» What is required
Copy the listing from the line with "Can you spot the bare" to the line with "x=294, y=228", both included, keeping every request as it is but scaling each x and y coordinate by 0.6 and rounding to the nearest whole number, with halves rounded up. Give only those lines.

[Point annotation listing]
********

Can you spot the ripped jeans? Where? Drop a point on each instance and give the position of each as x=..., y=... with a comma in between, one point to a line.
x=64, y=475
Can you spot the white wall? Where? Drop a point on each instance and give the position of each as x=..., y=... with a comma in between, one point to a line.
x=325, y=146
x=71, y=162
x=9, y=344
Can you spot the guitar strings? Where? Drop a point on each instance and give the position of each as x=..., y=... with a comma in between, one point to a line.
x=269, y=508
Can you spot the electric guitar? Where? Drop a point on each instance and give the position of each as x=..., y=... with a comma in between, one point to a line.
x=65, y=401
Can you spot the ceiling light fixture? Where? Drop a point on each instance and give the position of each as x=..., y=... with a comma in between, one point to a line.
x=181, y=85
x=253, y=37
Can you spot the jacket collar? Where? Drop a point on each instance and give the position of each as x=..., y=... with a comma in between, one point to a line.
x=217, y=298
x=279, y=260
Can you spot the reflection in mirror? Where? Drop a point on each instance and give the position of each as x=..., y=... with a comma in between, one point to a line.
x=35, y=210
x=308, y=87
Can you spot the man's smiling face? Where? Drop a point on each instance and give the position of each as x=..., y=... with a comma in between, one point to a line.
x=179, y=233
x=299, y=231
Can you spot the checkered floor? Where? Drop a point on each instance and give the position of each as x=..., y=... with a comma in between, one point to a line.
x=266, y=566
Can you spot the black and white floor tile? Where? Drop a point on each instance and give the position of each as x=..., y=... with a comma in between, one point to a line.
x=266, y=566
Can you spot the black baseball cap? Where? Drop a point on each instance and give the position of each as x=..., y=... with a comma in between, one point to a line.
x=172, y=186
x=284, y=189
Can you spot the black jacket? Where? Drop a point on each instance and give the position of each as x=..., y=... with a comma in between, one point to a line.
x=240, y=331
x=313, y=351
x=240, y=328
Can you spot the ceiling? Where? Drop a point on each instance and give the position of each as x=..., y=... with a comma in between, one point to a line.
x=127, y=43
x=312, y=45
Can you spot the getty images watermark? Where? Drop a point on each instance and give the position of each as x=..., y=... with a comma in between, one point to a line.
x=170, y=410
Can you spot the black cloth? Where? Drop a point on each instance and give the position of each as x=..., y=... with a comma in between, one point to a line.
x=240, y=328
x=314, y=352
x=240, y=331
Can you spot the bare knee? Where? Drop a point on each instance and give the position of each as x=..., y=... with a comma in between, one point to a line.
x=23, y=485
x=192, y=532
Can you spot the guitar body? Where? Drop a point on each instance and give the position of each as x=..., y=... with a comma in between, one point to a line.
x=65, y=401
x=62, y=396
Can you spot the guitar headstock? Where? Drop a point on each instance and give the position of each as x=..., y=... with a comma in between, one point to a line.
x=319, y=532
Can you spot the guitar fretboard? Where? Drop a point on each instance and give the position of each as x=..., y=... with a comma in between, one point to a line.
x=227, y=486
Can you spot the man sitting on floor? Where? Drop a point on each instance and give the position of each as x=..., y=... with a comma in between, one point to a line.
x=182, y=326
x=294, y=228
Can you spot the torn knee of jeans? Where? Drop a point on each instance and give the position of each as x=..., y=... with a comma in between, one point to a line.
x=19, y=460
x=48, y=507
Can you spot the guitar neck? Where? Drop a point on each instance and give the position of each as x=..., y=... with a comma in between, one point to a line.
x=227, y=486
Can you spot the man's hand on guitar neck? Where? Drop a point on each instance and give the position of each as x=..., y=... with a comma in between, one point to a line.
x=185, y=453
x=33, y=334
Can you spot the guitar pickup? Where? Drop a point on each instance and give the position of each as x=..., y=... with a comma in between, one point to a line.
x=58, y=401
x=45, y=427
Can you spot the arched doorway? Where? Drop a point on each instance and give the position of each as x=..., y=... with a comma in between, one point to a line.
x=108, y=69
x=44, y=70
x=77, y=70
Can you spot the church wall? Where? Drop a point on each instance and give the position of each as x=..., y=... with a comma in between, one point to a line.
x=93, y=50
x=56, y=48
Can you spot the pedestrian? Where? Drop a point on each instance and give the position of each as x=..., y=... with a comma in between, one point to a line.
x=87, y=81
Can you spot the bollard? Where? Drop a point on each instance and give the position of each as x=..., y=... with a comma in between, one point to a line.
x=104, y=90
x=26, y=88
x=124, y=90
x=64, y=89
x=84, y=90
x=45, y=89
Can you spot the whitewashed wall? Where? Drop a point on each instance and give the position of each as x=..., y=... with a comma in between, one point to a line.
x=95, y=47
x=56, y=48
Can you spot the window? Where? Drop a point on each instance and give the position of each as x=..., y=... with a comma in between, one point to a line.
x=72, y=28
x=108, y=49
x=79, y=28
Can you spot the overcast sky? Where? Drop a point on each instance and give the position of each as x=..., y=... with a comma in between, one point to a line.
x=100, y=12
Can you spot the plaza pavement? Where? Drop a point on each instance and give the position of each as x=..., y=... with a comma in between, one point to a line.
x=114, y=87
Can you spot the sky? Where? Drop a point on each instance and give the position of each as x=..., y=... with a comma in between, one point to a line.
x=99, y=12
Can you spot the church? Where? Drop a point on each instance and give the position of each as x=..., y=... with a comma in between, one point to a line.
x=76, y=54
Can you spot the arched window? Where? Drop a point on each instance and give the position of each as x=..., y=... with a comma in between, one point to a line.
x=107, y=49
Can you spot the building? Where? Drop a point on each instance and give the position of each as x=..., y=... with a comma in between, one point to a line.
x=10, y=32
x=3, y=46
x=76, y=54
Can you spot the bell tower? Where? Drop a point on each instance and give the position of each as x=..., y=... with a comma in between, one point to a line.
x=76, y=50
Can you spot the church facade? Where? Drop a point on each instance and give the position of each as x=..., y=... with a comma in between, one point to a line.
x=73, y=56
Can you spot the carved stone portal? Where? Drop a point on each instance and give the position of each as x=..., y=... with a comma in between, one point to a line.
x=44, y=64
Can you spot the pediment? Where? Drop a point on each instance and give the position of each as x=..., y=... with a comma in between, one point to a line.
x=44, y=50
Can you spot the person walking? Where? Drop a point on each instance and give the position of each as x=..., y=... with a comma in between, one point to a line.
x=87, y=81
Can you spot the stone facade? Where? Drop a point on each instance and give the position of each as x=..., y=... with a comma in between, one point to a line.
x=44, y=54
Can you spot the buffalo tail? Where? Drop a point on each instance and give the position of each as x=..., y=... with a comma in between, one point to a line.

********

» Answer in full
Can you spot the bare knee? Where? Drop a point on each instance and give the position of each as x=..., y=... with a comma in between, one point to a line.
x=14, y=291
x=115, y=319
Can you spot the guitar body? Where? Drop a point on each instance and give the position of each as x=..., y=... with a comma in between, one point to a line.
x=39, y=241
x=37, y=238
Can you spot the guitar headstock? Where? Drop a point on each instance and give the position of each as x=..., y=... with a comma in between, one point to a line.
x=191, y=319
Can you spot the guitar fretboard? Where? Drop a point on each instance and give the position of each as x=..., y=... with a comma in between, one point to a line.
x=136, y=292
Can you spot the man sitting on floor? Where? Drop a point on each instance and give the position of each as x=..., y=... with a comma in between, one point to a line.
x=109, y=196
x=176, y=137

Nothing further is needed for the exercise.